**Dataset:**

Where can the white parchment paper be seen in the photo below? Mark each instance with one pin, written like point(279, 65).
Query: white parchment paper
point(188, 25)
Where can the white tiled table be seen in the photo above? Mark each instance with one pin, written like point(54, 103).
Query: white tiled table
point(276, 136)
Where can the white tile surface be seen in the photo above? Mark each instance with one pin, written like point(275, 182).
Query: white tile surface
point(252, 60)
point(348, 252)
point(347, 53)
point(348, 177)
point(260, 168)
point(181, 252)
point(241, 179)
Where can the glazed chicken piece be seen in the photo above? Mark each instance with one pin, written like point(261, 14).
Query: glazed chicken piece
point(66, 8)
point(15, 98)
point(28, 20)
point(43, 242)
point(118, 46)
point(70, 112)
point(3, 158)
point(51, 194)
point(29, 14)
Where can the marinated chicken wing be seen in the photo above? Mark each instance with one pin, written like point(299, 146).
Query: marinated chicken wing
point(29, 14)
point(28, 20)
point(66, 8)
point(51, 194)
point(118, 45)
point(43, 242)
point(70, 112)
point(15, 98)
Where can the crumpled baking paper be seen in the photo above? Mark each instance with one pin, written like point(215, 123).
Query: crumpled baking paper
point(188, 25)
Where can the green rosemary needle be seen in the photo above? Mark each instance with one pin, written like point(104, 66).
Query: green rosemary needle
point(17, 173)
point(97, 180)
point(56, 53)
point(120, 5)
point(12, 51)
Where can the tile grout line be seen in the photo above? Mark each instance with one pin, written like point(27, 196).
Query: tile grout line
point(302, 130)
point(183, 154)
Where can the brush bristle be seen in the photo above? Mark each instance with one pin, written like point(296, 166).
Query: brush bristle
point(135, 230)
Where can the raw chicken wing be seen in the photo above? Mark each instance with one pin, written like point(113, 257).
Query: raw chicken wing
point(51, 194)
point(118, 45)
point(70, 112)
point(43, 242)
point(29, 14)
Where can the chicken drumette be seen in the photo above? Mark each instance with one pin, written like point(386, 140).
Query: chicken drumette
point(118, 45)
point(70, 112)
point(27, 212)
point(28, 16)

**Prompt:**
Rewrite all of the data above as a Markdown table with two columns, Row and Text. Give each line its own numbered row and leave out blank lines.

**Task output:**
| Row | Text |
|---|---|
| 1 | Where can the white parchment paper be seen in the photo below? Mark each instance with one pin, written like point(279, 65). |
| 2 | Query: white parchment paper |
| 3 | point(188, 25) |
| 4 | Where can the white tiled table be seen in the photo above? Mark each instance with one pin, written like point(54, 103). |
| 5 | Query: white tiled table |
| 6 | point(276, 136) |
| 7 | Where can the white tile surface be seen in the photo above? Mark each instance with one pin, written like point(275, 182). |
| 8 | Query: white tile surface |
| 9 | point(252, 60) |
| 10 | point(348, 252) |
| 11 | point(347, 53) |
| 12 | point(348, 177) |
| 13 | point(260, 168) |
| 14 | point(181, 252) |
| 15 | point(241, 179) |
| 16 | Where can the glazed chicken piece be seen in the photo above? Mark each instance with one pin, written like point(261, 14). |
| 17 | Query: glazed chicken piece |
| 18 | point(66, 8) |
| 19 | point(15, 98) |
| 20 | point(28, 20) |
| 21 | point(43, 242) |
| 22 | point(118, 46) |
| 23 | point(70, 112) |
| 24 | point(3, 158) |
| 25 | point(51, 194) |
| 26 | point(29, 14) |
| 27 | Where can the marinated chicken wing be seen in the photo above? Mark each instance with one pin, written like point(299, 146). |
| 28 | Query: marinated chicken wing |
| 29 | point(29, 14) |
| 30 | point(28, 20) |
| 31 | point(66, 8) |
| 32 | point(51, 194) |
| 33 | point(118, 45) |
| 34 | point(43, 242) |
| 35 | point(70, 112) |
| 36 | point(15, 98) |
| 37 | Where can the crumpled baking paper be seen in the photo above? Mark each instance with one pin, written like point(215, 123). |
| 38 | Query: crumpled baking paper |
| 39 | point(188, 25) |
| 40 | Where can the green rosemary needle be seen in the photo above? Mark each instance with one pin, written like point(104, 66). |
| 41 | Query: green rosemary needle |
| 42 | point(17, 173) |
| 43 | point(97, 180) |
| 44 | point(56, 53) |
| 45 | point(120, 5) |
| 46 | point(12, 51) |
| 47 | Where can the tile grout line be seen in the photo above? Mark each instance with one pin, written like point(27, 196). |
| 48 | Query: tile grout line |
| 49 | point(302, 130) |
| 50 | point(183, 154) |
| 51 | Where can the brush bristle be seen in the photo above? Mark each instance with one pin, written like point(296, 166). |
| 52 | Query: brush bristle |
| 53 | point(135, 230) |
| 54 | Where can the raw chicken wing be seen in the photo above? Mark each instance with one pin, written like point(113, 257). |
| 55 | Query: raw chicken wing |
| 56 | point(51, 194) |
| 57 | point(118, 45) |
| 58 | point(70, 112) |
| 59 | point(43, 242) |
| 60 | point(29, 14) |
| 61 | Where can the chicken drumette be seen in the photo above? Mark each instance with one pin, written like point(386, 140). |
| 62 | Query: chicken drumette |
| 63 | point(118, 45) |
| 64 | point(70, 112) |
| 65 | point(27, 212) |
| 66 | point(28, 16) |